(ESTRATTO)
□ □ □ □

Sono decisamente contrario agli ottimisti ad oltranza.
Non sopporto i piagnoni.
Se mi trovo abbacchiato, demoralizzato e punito da un corpo invecchiato, come accade negli ultimi mesi, me ne sto zitto sotto un cespuglio, come un vecchio gatto malato.
Però osservo un fatto buffo : campando a lungo sono passato attraverso diversi tipi di generazione.
Prima quella dell’infanzia di guerra, poi da teenager , grazie ad amici simpatici ma terribili, alla generazione dei ” Teddyboys” .
Nel 1967 ho scoperto la libertà fuori da famiglia, lavoro, soldi, carriera, da felice ” Figlio dei fiori”.
L’anno dopo l’entusiasmo del “Movimento Studentesco” , uscendone poi disgustato da violenze e terrorismo.

□ □ □ □

(SEZIONE DATI)
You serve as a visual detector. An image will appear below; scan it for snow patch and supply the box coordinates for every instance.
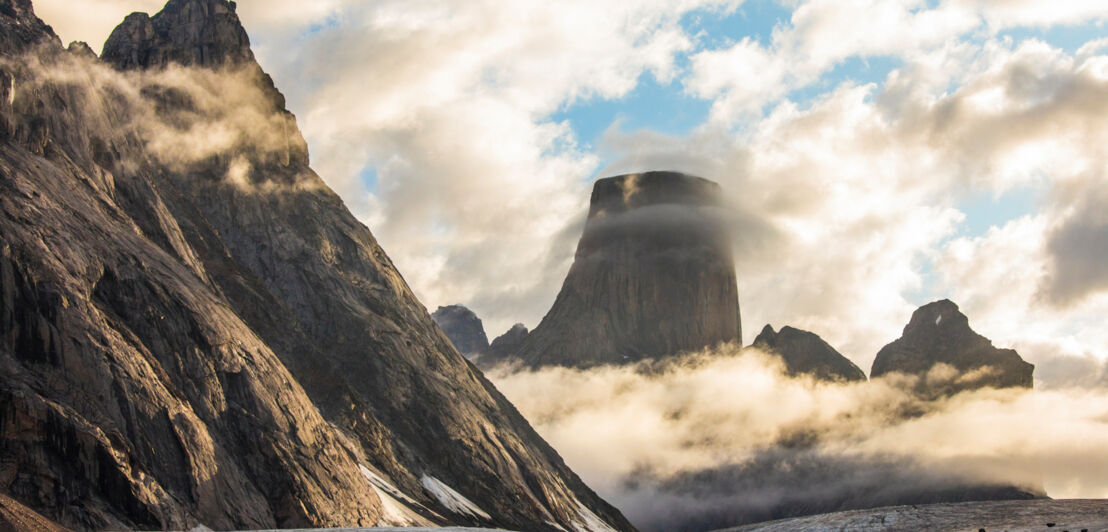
[420,474,492,519]
[572,501,616,532]
[358,463,431,526]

□ □ □ □

(ESERCIZIO 1) Riporta il passo dell'estratto tra "Se mi trovo" e "tipi di generazione.", estremi inclusi, rinominando "gatto" in "cane".
(ESERCIZIO 2)
Rispondi in breve a queste domande sull'estratto.
(a) A che cosa si paragona chi scrive quando se ne sta zitto sotto un cespuglio?
(b) In che anno chi scrive ha scoperto la libertà da "Figlio dei fiori"?
(c) Da che cosa è uscito disgustato chi scrive dopo il "Movimento Studentesco"?
L'elenco è materiale a sé, distinto dall'estratto.

(SOLUZIONE SCRITTA 1)
Se mi trovo abbacchiato, demoralizzato e punito da un corpo invecchiato, come accade negli ultimi mesi, me ne sto zitto sotto un cespuglio, come un vecchio cane malato.
Però osservo un fatto buffo : campando a lungo sono passato attraverso diversi tipi di generazione.

(SOLUZIONE SCRITTA 2)
(a) A un vecchio gatto malato.
(b) Nel 1967.
(c) Da violenze e terrorismo.